• [Records from a data source]:
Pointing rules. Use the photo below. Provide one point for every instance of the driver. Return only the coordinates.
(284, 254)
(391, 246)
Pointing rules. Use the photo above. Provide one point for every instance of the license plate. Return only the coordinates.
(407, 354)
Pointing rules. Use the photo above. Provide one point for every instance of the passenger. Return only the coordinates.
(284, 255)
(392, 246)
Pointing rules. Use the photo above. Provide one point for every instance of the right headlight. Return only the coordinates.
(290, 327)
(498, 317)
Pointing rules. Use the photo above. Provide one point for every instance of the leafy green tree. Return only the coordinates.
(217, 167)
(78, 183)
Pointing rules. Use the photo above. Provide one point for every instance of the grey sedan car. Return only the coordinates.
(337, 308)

• [Task statement]: Would you output the lines from the one that contains "car. Return only the coordinates." to the end of the data, both ends included, exactly as they appear?

• [Response area]:
Pointing rules. Use the photo above. Provide one point for every instance of the grey sedan car. Return only the coordinates.
(337, 308)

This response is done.